[Tarefa proposta A] Informe quantas linhas contêm a palavra "puppy". Responda apenas com o número.

[Bloco de texto]
-.-.-

Estou muito feliz que aportei nesse lugar. Quero descansar aqui, mergulhar nesse sentimento e me tornar oceânica em meio a ele. Desejo ser engolfada por essas ondas de energia infinita, de salsa e perreo cinco vezes por semana, de vontade de acordar pelas manhãs e por esse anseio enorme e até então desconhecido de viver profundamente.
Minha energia, em Cali, se tornou infinita em uma combinação de tranquilidade, festas e de uma coleção de amigos do mundo todo. Não surpreende que eu chorava só de pensar em sair, à medida que os dias foram chegando mais perto do final do que do começo.
Mas domingo, no meu primeiro dia participando da COP16, a maior conferência de biodiversidade do mundo (que é realizada em Cali este ano), eu entendi: não preciso ir embora.
Decidi ficar.
Foram sinais óbvios. Era meu primeiro dia como hóspede do hostel, não mais como voluntária. Vim participar de uma reunião pré-COP e passei o caminho todo sorrindo sem motivo nenhum. Pensei: “meus amigos todos estão vindo me visitar por causa do evento”.
Na fila do café na conferência, conversei com a atendente — que depois descobri ser a dona do local. Falei tão apaixonadamente de Cali que ela me ofereceu um emprego. Caiu a ficha: “se eu quiser ficar, eu realmente posso”.
Em mais uma sincronicidade, liguei o wi-fi e pipocou uma mensagem do hostel no meu WhatsApp: “queremos que te quedes en Noviembre”.
Aceitei na hora.
Cali não tem nada de mais, mas tem tudo o que uma cidade precisa: ela me fez sentir eu mesma.
É uma cidade feliz, colorida, cheia de vida e de dança. Ela é o que chamo de cidade-portal: aqueles locais em que acessamos versões nossas que estavam adormecidas, mas que sabíamos que estavam escondidas em algum lugar só esperando a energia correta.

-.-.-

[Trechos de um conjunto de dados de anotação de localização]
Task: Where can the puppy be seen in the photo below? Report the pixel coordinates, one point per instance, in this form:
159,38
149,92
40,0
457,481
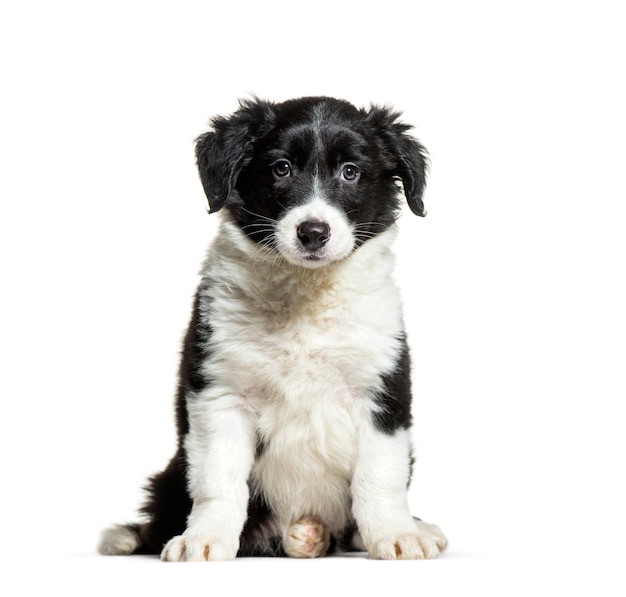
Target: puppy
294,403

-.-.-

[Tarefa proposta B]
Responda com base no texto sobre Cali:
(i) Qual conferência é realizada em Cali este ano?
(ii) O que a dona do café na conferência ofereceu?
(iii) De quem veio a mensagem que apareceu no WhatsApp ao ligar o wi-fi?

[Resposta do exercício A] 2

[Resposta do exercício B]
(i) A COP16, a maior conferência de biodiversidade do mundo.
(ii) Um emprego.
(iii) Do hostel.